Some records:

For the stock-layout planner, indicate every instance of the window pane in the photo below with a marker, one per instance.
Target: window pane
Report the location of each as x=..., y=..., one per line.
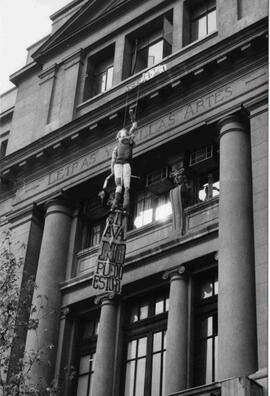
x=90, y=386
x=163, y=372
x=165, y=340
x=134, y=314
x=84, y=364
x=209, y=357
x=206, y=327
x=202, y=27
x=143, y=312
x=144, y=218
x=206, y=290
x=82, y=385
x=167, y=302
x=92, y=361
x=131, y=349
x=142, y=346
x=130, y=371
x=159, y=306
x=155, y=53
x=140, y=377
x=109, y=78
x=102, y=86
x=216, y=287
x=156, y=371
x=216, y=189
x=163, y=211
x=212, y=21
x=157, y=342
x=216, y=357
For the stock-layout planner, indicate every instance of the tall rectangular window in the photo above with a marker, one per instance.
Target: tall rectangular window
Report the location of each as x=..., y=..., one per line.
x=206, y=329
x=203, y=19
x=147, y=46
x=99, y=73
x=146, y=347
x=149, y=208
x=3, y=148
x=86, y=363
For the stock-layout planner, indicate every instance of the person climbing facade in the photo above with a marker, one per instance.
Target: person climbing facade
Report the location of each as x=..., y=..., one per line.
x=121, y=164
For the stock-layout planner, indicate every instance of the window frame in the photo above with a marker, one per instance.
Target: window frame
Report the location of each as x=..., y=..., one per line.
x=154, y=205
x=205, y=308
x=86, y=346
x=98, y=64
x=146, y=327
x=208, y=9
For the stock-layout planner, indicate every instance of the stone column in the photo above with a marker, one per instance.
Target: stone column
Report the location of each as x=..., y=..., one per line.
x=105, y=352
x=176, y=348
x=42, y=341
x=237, y=345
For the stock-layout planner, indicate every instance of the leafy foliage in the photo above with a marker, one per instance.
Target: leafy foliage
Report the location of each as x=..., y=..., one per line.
x=17, y=316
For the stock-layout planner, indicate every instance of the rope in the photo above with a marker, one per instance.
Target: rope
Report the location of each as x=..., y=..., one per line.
x=125, y=114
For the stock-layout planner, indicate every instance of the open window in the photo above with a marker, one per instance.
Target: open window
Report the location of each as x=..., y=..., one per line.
x=204, y=165
x=87, y=340
x=145, y=349
x=148, y=45
x=206, y=328
x=99, y=73
x=199, y=19
x=151, y=201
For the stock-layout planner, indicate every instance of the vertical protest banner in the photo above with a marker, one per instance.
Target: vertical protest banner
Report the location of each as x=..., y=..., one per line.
x=110, y=262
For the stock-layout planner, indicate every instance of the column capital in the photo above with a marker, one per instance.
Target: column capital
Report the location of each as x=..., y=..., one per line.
x=105, y=299
x=231, y=123
x=59, y=205
x=64, y=312
x=178, y=273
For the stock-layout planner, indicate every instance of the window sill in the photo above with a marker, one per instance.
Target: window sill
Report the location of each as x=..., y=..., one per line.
x=200, y=41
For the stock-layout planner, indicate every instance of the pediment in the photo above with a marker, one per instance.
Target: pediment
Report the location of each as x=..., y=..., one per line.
x=87, y=15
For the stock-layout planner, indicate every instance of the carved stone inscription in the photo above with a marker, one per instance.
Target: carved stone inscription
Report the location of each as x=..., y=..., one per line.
x=238, y=88
x=142, y=134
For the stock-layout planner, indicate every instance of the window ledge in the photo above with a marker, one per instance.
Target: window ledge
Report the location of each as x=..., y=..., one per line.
x=199, y=41
x=133, y=80
x=149, y=227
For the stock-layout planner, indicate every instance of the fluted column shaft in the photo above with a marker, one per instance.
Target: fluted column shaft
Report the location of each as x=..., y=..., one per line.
x=47, y=297
x=176, y=344
x=105, y=352
x=236, y=301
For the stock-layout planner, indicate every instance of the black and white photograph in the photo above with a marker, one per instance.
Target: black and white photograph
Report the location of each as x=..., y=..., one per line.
x=134, y=197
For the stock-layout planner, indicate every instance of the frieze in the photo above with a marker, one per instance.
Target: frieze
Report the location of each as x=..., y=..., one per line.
x=88, y=164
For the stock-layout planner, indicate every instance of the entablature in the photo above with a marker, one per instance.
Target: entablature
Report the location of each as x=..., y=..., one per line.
x=175, y=81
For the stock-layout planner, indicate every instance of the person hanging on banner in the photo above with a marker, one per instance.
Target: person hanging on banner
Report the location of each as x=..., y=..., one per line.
x=120, y=164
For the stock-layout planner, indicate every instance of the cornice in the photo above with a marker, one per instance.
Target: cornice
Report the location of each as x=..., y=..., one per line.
x=21, y=73
x=115, y=99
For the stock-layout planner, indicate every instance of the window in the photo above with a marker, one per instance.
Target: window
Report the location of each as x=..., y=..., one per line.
x=203, y=19
x=150, y=44
x=146, y=348
x=208, y=187
x=3, y=148
x=199, y=19
x=87, y=347
x=206, y=329
x=149, y=208
x=99, y=73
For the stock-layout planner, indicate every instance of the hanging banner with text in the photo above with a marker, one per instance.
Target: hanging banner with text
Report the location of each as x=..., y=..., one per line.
x=110, y=262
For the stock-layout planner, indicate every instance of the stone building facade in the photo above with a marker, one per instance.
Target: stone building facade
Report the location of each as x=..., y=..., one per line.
x=192, y=315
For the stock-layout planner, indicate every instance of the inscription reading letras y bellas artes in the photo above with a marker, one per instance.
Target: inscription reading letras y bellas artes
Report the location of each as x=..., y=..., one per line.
x=110, y=262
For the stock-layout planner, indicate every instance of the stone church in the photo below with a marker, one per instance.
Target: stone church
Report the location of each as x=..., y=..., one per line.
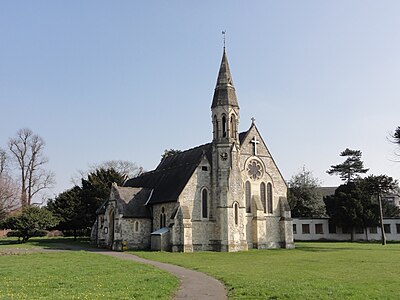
x=227, y=195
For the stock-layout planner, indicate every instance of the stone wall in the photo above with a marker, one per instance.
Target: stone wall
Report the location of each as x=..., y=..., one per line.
x=136, y=233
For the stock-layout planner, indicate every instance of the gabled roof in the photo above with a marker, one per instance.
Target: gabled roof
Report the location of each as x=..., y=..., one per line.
x=131, y=201
x=172, y=174
x=224, y=93
x=326, y=190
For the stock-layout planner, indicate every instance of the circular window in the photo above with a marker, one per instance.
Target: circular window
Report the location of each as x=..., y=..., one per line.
x=254, y=169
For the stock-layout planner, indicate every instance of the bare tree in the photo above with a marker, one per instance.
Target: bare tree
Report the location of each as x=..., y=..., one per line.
x=3, y=160
x=8, y=195
x=8, y=187
x=27, y=150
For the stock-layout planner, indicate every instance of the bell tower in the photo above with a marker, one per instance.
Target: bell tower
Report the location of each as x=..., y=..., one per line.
x=227, y=191
x=224, y=108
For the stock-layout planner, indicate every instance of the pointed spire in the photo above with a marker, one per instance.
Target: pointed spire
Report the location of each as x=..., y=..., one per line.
x=224, y=93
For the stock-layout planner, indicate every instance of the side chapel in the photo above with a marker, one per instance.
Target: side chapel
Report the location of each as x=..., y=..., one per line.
x=227, y=195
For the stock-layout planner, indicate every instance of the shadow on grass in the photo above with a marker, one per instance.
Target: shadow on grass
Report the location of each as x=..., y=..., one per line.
x=57, y=243
x=333, y=246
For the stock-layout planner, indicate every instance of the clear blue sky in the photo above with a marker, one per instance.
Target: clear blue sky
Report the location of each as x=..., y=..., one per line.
x=103, y=80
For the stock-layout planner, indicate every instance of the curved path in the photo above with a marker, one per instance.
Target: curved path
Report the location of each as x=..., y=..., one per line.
x=194, y=285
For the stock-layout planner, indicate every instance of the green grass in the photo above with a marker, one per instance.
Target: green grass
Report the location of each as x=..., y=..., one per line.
x=78, y=275
x=311, y=271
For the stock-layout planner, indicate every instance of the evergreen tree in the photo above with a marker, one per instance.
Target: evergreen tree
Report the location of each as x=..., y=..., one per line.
x=352, y=207
x=303, y=196
x=30, y=222
x=96, y=189
x=68, y=208
x=351, y=167
x=376, y=186
x=76, y=208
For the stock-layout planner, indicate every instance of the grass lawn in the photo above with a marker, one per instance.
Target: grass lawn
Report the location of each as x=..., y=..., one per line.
x=77, y=275
x=311, y=271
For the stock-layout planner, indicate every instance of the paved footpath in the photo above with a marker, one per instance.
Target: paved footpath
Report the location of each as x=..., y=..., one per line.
x=194, y=285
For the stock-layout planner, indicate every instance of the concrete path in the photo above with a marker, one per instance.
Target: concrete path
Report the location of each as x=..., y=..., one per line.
x=194, y=285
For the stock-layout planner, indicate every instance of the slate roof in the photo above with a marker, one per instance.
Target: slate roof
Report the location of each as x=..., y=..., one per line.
x=131, y=202
x=327, y=190
x=172, y=174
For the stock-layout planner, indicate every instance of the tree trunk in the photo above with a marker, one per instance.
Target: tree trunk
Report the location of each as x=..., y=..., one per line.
x=381, y=220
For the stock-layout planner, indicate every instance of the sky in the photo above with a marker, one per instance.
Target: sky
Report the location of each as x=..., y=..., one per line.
x=124, y=80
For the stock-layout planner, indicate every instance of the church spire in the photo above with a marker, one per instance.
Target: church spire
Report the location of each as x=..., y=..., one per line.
x=224, y=93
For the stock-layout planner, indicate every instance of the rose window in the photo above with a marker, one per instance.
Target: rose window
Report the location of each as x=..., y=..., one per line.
x=254, y=169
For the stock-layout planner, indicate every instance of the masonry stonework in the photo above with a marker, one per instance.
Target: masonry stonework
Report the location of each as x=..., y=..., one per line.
x=227, y=195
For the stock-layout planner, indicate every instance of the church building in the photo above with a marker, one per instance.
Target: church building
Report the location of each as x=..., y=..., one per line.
x=227, y=195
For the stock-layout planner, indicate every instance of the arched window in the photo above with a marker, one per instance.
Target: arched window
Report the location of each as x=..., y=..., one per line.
x=162, y=218
x=223, y=126
x=269, y=197
x=204, y=203
x=236, y=211
x=136, y=226
x=263, y=196
x=233, y=126
x=216, y=127
x=248, y=196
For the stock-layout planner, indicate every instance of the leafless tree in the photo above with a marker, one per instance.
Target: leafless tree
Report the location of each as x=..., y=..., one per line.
x=8, y=195
x=8, y=187
x=3, y=160
x=27, y=151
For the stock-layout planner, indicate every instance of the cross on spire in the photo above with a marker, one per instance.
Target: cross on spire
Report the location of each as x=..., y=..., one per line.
x=255, y=142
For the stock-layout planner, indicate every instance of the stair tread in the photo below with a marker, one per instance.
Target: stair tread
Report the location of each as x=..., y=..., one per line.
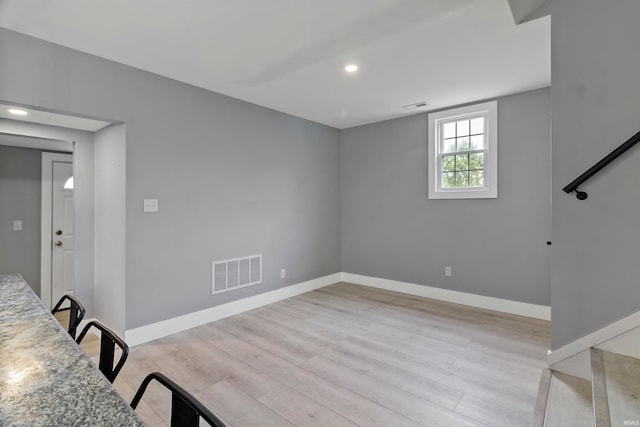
x=570, y=402
x=622, y=376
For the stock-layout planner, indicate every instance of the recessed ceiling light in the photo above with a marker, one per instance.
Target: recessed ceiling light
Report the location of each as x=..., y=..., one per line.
x=415, y=105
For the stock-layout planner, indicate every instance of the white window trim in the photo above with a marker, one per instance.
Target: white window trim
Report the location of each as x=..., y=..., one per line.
x=490, y=190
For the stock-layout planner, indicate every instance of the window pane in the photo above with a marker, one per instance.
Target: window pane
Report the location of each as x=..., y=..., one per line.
x=448, y=163
x=449, y=130
x=448, y=180
x=449, y=145
x=462, y=128
x=462, y=162
x=477, y=142
x=463, y=143
x=476, y=179
x=462, y=179
x=477, y=125
x=476, y=161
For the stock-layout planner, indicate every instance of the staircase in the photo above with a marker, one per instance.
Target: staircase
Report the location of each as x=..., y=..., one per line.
x=610, y=399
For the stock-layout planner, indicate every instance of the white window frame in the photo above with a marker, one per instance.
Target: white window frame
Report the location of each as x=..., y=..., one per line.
x=489, y=110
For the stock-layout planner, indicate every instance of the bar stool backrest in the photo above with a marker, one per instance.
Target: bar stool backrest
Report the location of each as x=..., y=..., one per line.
x=76, y=312
x=108, y=342
x=186, y=410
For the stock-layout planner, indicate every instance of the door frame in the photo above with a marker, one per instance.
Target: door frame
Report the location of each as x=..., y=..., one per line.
x=46, y=201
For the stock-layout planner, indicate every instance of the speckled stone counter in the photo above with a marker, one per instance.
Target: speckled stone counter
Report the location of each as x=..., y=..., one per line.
x=45, y=378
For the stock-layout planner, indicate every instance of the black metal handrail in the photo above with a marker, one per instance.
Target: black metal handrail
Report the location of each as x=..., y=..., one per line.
x=581, y=195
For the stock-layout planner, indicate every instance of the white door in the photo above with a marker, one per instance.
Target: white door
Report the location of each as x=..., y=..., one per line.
x=61, y=230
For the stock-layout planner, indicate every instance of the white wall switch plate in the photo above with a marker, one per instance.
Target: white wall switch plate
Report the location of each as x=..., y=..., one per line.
x=150, y=205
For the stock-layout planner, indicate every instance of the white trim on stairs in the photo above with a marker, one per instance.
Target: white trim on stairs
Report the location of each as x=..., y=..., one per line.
x=573, y=358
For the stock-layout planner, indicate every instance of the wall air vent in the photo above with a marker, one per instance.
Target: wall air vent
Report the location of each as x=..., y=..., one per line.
x=236, y=273
x=416, y=105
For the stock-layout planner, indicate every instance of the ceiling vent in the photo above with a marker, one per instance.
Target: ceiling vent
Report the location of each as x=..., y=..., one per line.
x=415, y=106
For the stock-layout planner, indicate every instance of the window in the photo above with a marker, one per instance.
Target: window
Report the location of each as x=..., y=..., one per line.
x=463, y=153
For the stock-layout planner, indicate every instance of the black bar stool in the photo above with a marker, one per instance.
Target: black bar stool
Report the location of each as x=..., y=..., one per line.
x=76, y=312
x=108, y=341
x=186, y=410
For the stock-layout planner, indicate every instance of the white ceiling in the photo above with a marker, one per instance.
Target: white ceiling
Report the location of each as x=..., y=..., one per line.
x=289, y=55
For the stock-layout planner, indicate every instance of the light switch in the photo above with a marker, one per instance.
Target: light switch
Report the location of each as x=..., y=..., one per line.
x=150, y=205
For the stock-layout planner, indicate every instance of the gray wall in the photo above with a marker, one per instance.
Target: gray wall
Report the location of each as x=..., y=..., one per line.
x=496, y=247
x=110, y=225
x=20, y=176
x=595, y=93
x=232, y=178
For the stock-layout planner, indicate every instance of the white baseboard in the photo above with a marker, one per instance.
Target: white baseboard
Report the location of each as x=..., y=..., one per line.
x=177, y=324
x=479, y=301
x=614, y=337
x=181, y=323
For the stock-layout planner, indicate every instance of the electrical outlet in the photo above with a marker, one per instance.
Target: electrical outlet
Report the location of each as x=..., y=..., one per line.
x=150, y=205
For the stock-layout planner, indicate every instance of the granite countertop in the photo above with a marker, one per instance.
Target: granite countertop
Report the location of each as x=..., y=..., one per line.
x=45, y=378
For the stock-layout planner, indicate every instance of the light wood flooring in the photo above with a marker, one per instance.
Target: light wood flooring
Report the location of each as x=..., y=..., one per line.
x=348, y=355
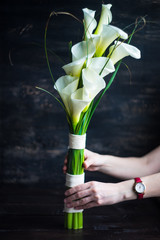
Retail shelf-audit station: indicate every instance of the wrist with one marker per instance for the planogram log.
(126, 190)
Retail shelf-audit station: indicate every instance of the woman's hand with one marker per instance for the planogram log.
(93, 194)
(93, 161)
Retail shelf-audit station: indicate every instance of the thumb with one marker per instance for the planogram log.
(87, 163)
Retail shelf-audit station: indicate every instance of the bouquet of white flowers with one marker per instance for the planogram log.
(94, 58)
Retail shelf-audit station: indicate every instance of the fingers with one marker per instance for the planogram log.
(65, 165)
(80, 202)
(82, 196)
(88, 205)
(77, 189)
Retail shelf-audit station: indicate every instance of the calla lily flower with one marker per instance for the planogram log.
(74, 68)
(80, 99)
(101, 64)
(92, 81)
(65, 86)
(105, 18)
(120, 50)
(108, 35)
(84, 49)
(89, 21)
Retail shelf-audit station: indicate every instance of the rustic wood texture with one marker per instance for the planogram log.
(34, 131)
(37, 213)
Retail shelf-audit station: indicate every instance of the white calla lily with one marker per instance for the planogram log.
(120, 50)
(105, 18)
(101, 65)
(89, 21)
(92, 81)
(84, 49)
(65, 86)
(74, 68)
(108, 35)
(80, 99)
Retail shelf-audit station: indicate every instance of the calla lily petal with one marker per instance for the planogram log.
(74, 68)
(79, 101)
(83, 49)
(122, 50)
(98, 63)
(105, 18)
(108, 35)
(66, 85)
(92, 81)
(89, 21)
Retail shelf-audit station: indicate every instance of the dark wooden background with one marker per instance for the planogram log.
(33, 128)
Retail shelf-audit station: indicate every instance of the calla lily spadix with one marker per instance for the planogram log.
(108, 35)
(83, 49)
(89, 21)
(120, 50)
(105, 18)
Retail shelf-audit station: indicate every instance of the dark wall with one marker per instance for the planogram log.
(34, 131)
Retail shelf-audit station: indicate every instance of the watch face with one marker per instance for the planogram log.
(140, 188)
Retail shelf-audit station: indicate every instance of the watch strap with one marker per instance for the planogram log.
(139, 195)
(138, 180)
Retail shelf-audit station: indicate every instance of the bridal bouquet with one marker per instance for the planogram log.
(84, 83)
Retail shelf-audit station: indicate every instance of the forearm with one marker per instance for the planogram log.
(131, 167)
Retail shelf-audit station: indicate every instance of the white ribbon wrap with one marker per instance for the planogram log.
(77, 141)
(72, 181)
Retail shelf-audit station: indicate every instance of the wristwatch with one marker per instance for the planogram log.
(139, 188)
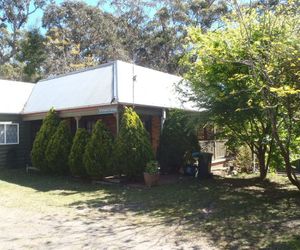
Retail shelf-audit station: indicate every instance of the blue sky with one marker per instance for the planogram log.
(35, 20)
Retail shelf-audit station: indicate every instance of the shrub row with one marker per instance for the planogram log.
(97, 155)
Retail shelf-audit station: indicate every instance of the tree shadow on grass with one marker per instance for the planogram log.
(233, 213)
(45, 183)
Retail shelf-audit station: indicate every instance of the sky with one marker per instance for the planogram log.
(35, 20)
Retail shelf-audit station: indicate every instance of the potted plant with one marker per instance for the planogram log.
(151, 174)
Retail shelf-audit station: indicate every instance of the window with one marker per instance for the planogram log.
(9, 133)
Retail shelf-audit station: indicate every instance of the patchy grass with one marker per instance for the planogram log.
(233, 213)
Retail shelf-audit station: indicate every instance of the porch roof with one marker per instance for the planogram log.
(117, 82)
(14, 96)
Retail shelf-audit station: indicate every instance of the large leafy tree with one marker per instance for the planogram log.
(251, 66)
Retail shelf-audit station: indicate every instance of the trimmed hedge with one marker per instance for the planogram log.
(76, 164)
(175, 141)
(58, 149)
(47, 130)
(133, 148)
(98, 153)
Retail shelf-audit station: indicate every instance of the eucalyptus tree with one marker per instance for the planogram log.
(14, 15)
(79, 35)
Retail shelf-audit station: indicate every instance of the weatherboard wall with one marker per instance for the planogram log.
(15, 155)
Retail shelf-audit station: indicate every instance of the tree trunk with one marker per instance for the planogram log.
(263, 167)
(290, 172)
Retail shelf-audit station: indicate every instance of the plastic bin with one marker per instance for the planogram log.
(204, 164)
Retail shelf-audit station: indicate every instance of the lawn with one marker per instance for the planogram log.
(221, 213)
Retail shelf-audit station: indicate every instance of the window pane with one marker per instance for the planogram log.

To be done - Convert the lines from the one containing "tree trunk with" through the end of the records, inclusive, into a JSON list of strings with one string per line, omitting blank lines.

The reply -
[
  "Retail shelf-audit station: indicate every instance of the tree trunk with one marker per instance for the planogram log.",
  "(263, 167)",
  "(290, 172)",
  "Retail shelf-audit station: indicate every instance of the plastic bin with one marker per instance for the planogram log.",
  "(204, 164)",
  "Retail shelf-audit station: indicate every instance of the lawn with one marker per instance for the planogram log.",
  "(221, 213)",
  "Retail shelf-audit station: indicate every instance of the window pane with one marker per instance for the planogram log."
]